_LEESTEKST_:
*****
Hoe de stroom verandert
gedurende de bouw van de
Oosterschelde-kering
Tijdens de bouw van de Oosterschelde-kering
verandert de stroom in de mond van deze
zeearm voortdurend. Zodra er weer een
nieuwe pijler geplaatst is, moet het water dat
eerst op de plaats van de pijler stroomde,
immers een andere weg zoeken. Daardoor
wordt de stroomsnelheid op vele andere
plaatsen hoger. Maar de stroom wordt ook
onregelmatiger: in de buurt van de pijler zullen
we plaatselijk extra hoge snelheden aantreffen,
verder ook wervelstraten en soms, vlak langs
de pijlerwand, stroom tegen de hoofdstroom
in.
Het is van groot belang te weten hoe de
stroom verandert. Want bij de volgende
plaatsing van een pijler kunnen de hogere
stroomsnelheden en het onregelmatiger
stroombeeld extra problemen scheppen. Een
tijd later moeten steenstorters zich tussen de
pijlers begeven om een drempel op te storten.
Lukt het om daartussen te manoeuvreren?
Komen de stenen wel op de goede plaats
terecht? Dat hangt mede van de stroom af.
In nog latere bouwfasen moet men met de
stroom rekening houden bij het plaatsen van
de brugliggers, de schuiven, de hamerstukken
en de bovenbalken. Al die elementen blijven
weliswaar ver boven water, maar de bok die de
elementen plaatst niet. Die ligt precies daar
waar de stroom het sterkst is. Het is moeilijk
manoeuvreren met elementen van vele
honderden tonnen vanaf een slingerende bok.
Van nog grotere invloed is de stroom bij het
plaatsen van een dorpelbalk, aangezien die
onder water, dwars op de stroom, precies in
twee sponningen van de pijlers moet zakken,
zonder tegen de pijler te botsen.
Weliswaar spelen al die plaatsingsactiviteiten
zich in principe af tijdens de kentering. Maar de
kentering duurt juist tussen de pijlers en boven
de drempel wel erg kort, zodat toch met een
behoorlijke stroom moet worden gerekend.
*****
_GEGEVEN OPDRACHT 1_: Citeer uit de leestekst het gedeelte vanaf "Het is van groot" tot en met "de stroom af.".
_GEGEVEN OPDRACHT 2_: Waar ligt volgens de leestekst de bok die de elementen plaatst?

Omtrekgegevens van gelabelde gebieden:
*****
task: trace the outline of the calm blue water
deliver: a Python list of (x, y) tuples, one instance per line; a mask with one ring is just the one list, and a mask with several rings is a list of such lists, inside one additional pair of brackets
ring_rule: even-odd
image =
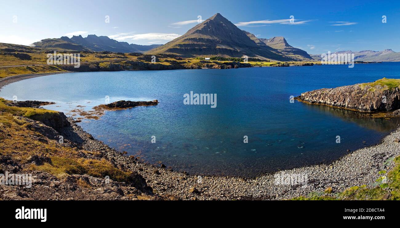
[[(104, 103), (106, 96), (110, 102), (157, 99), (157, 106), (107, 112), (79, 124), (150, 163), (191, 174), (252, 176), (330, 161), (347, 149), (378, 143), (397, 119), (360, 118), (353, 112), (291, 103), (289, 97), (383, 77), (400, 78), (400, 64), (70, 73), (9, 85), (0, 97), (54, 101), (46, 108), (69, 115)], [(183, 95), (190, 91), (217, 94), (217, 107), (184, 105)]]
*****
_JUIST RESULTAAT 1_:
Het is van groot belang te weten hoe de
stroom verandert. Want bij de volgende
plaatsing van een pijler kunnen de hogere
stroomsnelheden en het onregelmatiger
stroombeeld extra problemen scheppen. Een
tijd later moeten steenstorters zich tussen de
pijlers begeven om een drempel op te storten.
Lukt het om daartussen te manoeuvreren?
Komen de stenen wel op de goede plaats
terecht? Dat hangt mede van de stroom af.

_JUIST RESULTAAT 2_: Precies daar waar de stroom het sterkst is.